**Task objective:**
Count every line in the following listing that contains "striped", then report that count with nothing added.

**Entries supplied:**

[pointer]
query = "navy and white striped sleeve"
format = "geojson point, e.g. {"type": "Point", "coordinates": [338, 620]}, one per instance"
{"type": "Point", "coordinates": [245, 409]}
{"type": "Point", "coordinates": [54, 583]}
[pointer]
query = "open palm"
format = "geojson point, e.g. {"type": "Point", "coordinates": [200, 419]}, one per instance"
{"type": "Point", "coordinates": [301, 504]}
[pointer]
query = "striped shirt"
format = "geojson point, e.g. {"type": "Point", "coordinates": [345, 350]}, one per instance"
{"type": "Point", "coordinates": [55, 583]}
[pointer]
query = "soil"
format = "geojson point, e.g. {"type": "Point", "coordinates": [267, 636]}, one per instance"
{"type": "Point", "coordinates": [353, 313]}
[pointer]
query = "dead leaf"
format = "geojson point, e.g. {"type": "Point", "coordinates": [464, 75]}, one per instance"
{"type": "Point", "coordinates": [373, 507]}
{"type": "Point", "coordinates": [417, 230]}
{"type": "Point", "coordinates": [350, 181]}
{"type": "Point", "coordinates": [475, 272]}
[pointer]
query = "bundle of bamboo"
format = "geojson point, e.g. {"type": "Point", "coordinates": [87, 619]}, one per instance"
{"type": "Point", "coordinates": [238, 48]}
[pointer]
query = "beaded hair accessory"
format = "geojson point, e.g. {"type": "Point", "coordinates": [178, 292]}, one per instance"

**Task response:**
2